Problem to solve
What lines of the data below hold the string "shadow"? Copy each one out.
Record excerpts: Begin
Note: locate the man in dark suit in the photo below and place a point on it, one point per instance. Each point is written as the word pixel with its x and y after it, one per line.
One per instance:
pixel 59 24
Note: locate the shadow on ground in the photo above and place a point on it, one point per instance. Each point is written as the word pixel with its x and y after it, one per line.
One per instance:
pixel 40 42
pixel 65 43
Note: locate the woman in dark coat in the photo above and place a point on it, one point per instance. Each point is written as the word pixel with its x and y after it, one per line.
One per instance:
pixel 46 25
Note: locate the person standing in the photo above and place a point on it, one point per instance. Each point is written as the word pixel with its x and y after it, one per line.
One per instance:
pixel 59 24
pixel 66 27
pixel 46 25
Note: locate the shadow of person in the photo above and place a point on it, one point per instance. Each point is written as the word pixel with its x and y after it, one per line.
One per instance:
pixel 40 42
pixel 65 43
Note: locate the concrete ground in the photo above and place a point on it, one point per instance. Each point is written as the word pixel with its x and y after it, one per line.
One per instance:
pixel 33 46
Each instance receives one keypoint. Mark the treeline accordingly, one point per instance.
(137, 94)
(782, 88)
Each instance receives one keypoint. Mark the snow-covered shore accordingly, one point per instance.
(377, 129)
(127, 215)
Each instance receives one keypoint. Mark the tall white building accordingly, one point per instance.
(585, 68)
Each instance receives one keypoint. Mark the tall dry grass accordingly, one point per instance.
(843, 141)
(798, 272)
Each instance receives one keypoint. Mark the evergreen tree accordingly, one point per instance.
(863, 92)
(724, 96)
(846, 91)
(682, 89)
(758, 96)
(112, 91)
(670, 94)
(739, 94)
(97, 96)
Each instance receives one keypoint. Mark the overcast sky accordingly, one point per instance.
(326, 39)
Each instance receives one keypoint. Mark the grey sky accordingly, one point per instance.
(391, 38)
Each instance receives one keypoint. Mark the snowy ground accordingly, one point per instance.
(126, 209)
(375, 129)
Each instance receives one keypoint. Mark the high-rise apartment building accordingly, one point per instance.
Record excerpts: End
Answer space
Note: locate the shadow on ground in the photo above and place a point on it, one point per instance. Each point is written as the word pixel with its x and y after it, one per line.
Note: locate the shadow of person in the photo above and place a point on it, one point per instance. Each point is written as the word pixel with its x and y after it, one per line.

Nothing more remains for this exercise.